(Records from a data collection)
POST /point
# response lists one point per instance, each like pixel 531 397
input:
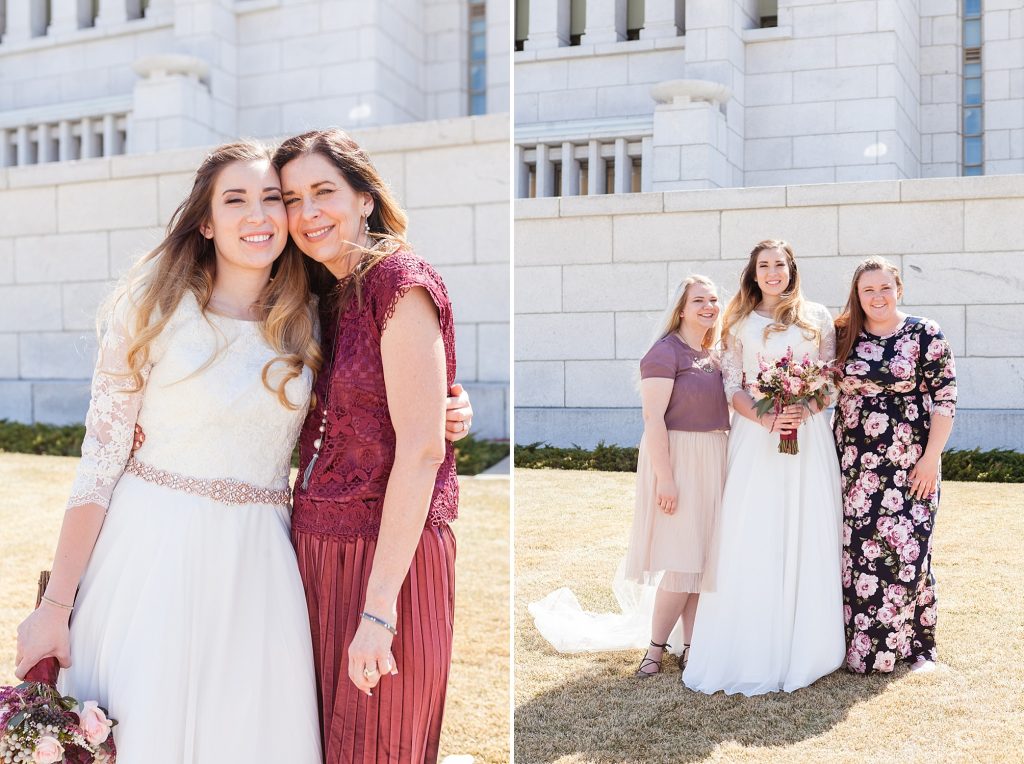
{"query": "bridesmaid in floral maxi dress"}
pixel 894 417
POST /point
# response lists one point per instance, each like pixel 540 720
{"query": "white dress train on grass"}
pixel 774 621
pixel 190 625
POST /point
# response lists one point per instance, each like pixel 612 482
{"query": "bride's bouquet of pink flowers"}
pixel 38 725
pixel 787 382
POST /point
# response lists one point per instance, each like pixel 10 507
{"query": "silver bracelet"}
pixel 380 622
pixel 53 602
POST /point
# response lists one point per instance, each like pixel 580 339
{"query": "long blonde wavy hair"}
pixel 791 309
pixel 387 221
pixel 850 322
pixel 672 319
pixel 186 261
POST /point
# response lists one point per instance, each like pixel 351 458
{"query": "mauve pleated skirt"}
pixel 401 722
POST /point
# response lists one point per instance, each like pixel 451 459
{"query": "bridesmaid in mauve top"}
pixel 681 466
pixel 335 523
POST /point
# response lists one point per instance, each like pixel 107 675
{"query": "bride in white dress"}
pixel 189 624
pixel 774 620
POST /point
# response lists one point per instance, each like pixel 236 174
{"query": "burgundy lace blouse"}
pixel 345 493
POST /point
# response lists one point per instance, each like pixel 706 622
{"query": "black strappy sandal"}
pixel 641 674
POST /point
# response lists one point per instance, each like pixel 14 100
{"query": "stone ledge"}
pixel 981 428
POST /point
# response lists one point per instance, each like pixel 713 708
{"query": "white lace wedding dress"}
pixel 774 620
pixel 190 625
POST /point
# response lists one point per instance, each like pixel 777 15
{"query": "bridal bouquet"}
pixel 40 726
pixel 786 382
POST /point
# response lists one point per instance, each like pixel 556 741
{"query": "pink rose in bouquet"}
pixel 41 726
pixel 787 382
pixel 94 722
pixel 48 751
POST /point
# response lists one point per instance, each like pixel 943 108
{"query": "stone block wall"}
pixel 592 277
pixel 68 230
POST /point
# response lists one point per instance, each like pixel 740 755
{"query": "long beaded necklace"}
pixel 701 358
pixel 323 427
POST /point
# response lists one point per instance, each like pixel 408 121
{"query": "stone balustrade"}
pixel 69 131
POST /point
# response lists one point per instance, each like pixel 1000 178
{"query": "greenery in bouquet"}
pixel 38 725
pixel 788 382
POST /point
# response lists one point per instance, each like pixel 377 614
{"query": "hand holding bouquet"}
pixel 40 726
pixel 786 382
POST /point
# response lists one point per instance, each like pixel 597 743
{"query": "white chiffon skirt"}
pixel 774 621
pixel 668 551
pixel 190 627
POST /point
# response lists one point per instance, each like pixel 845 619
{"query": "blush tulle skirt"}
pixel 190 628
pixel 675 551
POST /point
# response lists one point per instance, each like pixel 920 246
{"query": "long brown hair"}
pixel 387 221
pixel 672 320
pixel 186 261
pixel 791 309
pixel 850 323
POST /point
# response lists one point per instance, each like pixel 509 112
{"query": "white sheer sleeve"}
pixel 826 343
pixel 110 425
pixel 732 368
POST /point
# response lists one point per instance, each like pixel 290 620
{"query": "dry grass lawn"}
pixel 477 713
pixel 570 528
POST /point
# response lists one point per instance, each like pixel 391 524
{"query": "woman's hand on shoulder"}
pixel 43 634
pixel 459 415
pixel 924 477
pixel 370 655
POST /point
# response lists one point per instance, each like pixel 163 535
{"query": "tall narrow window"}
pixel 477 57
pixel 634 18
pixel 973 120
pixel 521 23
pixel 578 20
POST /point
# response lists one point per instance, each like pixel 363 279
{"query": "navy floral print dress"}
pixel 891 388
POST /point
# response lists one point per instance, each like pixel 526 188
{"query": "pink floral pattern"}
pixel 891 387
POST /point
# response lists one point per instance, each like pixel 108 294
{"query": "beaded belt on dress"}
pixel 224 490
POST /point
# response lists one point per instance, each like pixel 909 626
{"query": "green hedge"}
pixel 49 439
pixel 971 466
pixel 1000 465
pixel 472 456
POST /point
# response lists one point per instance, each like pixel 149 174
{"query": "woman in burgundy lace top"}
pixel 377 485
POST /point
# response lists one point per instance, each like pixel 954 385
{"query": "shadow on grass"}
pixel 611 717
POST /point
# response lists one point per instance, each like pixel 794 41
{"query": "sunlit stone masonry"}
pixel 107 108
pixel 659 138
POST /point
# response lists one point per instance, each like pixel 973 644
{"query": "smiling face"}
pixel 879 293
pixel 247 220
pixel 772 271
pixel 325 214
pixel 700 309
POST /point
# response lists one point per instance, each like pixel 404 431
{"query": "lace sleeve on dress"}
pixel 732 368
pixel 826 342
pixel 110 425
pixel 938 369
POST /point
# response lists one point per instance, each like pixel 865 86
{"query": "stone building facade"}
pixel 593 274
pixel 107 109
pixel 845 126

§ **Problem to solve**
Each entry above must be duplicated precisely; none of the pictures may be included.

§ **Finished exercise**
POST /point
# response lists one point per instance, each like pixel 531 397
input:
{"query": "bridesmaid in floral maxi dress"}
pixel 894 417
POST /point
# response lists one point per instance, each like pixel 540 720
{"query": "white dress train on grass"}
pixel 774 621
pixel 190 625
POST /point
# response lists one point per instance, each like pixel 612 482
{"query": "bride's bouquet of pink flowers"}
pixel 38 725
pixel 787 382
POST /point
# response lists one point per instance, each like pixel 10 507
{"query": "silver bracelet"}
pixel 380 622
pixel 53 602
POST /point
# response lists one point per instance, each like pixel 580 339
{"query": "long blonde wavy hair"}
pixel 791 309
pixel 387 221
pixel 850 322
pixel 672 319
pixel 186 261
POST /point
# response lists one point per instance, each like pixel 351 458
{"query": "mauve pleated skirt"}
pixel 401 722
POST /point
# response lists one point per instance, each like pixel 451 459
{"query": "bridesmaid in mauve top"}
pixel 681 466
pixel 335 523
POST /point
# response lists one point per instance, each like pixel 107 675
{"query": "bride in white dress"}
pixel 189 624
pixel 774 620
POST /point
# response lists one point per instance, each like pixel 236 174
{"query": "burgundy lace blouse"}
pixel 345 493
POST /point
# response lists one point per instance, each like pixel 706 622
{"query": "black strappy sandal"}
pixel 641 674
POST /point
# response lists one point per instance, each like pixel 14 100
{"query": "stone ledge"}
pixel 981 428
POST /point
# response lists one point per instance, each like pixel 713 708
{"query": "white lace wedding dress"}
pixel 774 620
pixel 190 625
POST /point
# response lists one point per instance, each like pixel 777 15
{"query": "bridal bouquet"}
pixel 40 726
pixel 786 382
POST /point
# response lists one point per instance, each like pixel 556 741
{"query": "pink rose in bouquet"}
pixel 41 726
pixel 787 382
pixel 94 722
pixel 48 751
POST /point
# response lists one point per instance, each like pixel 943 108
{"query": "stone block wall"}
pixel 592 277
pixel 68 230
POST /point
# response lists one point per instance, each like pixel 740 755
{"query": "long beaded necklace"}
pixel 701 358
pixel 323 427
POST /point
# response lists one point per instance, each like pixel 408 121
{"query": "stone balustrade"}
pixel 69 131
POST /point
# response lists one point per instance, each like pixel 1000 178
{"query": "greenery in bouquet"}
pixel 38 725
pixel 788 382
POST /point
# response lists one point per instance, each like pixel 377 614
{"query": "hand holding bouquet"}
pixel 40 726
pixel 786 382
POST /point
# response lists one point per instance, each like pixel 597 743
{"query": "white chiffon skirt"}
pixel 774 621
pixel 668 551
pixel 190 627
POST /point
# response lists one point per instance, each like pixel 845 619
{"query": "blush tulle skirt"}
pixel 190 628
pixel 675 551
POST /point
# response lists one point per instance, each like pixel 920 246
{"query": "long brown hair"}
pixel 387 221
pixel 672 320
pixel 186 261
pixel 791 309
pixel 850 323
POST /point
# response lists one point per instance, each like pixel 509 112
{"query": "white sheer sleeve"}
pixel 826 343
pixel 110 425
pixel 732 368
POST /point
# response lists one point per instance, each like pixel 290 620
{"query": "dry grass lawn"}
pixel 477 713
pixel 570 528
POST /point
# response lists one point per instance, each like pixel 391 524
{"query": "woman's hand on shoulder"}
pixel 43 634
pixel 459 415
pixel 924 477
pixel 370 655
POST /point
# response lists one point per instance, each like pixel 163 535
{"query": "tall narrow window"}
pixel 477 57
pixel 634 18
pixel 973 120
pixel 521 23
pixel 578 20
POST /point
# response lists one point per instance, each like pixel 363 279
{"query": "navy floral print dress"}
pixel 891 388
POST /point
# response lists one point per instance, each like pixel 526 188
{"query": "pink floral pattern"}
pixel 891 387
POST /point
# response lists one point per instance, each like pixel 108 294
{"query": "beaded belt on dress"}
pixel 224 490
POST /point
# response lists one point per instance, each like pixel 909 626
{"query": "green hedge"}
pixel 49 439
pixel 971 466
pixel 1000 465
pixel 472 456
POST /point
# response lists one point per instance, each like pixel 149 174
{"query": "woman in burgundy lace top"}
pixel 377 485
POST /point
# response lists one point per instance, each like pixel 954 385
{"query": "shadow on grass"}
pixel 611 717
POST /point
# response lists one point per instance, each like pixel 794 41
{"query": "sunlit stone masonry"}
pixel 107 108
pixel 659 138
POST /point
# response lists one point per instance, each like pixel 973 644
{"query": "smiling face"}
pixel 879 293
pixel 247 220
pixel 772 271
pixel 325 214
pixel 700 309
POST /point
# response lists one point per instance, each like pixel 404 431
{"query": "lace sleeve on dress"}
pixel 732 368
pixel 826 342
pixel 110 425
pixel 938 369
POST /point
# response lists one point per instance, each like pixel 865 86
{"query": "stone building facade"}
pixel 593 274
pixel 107 109
pixel 845 126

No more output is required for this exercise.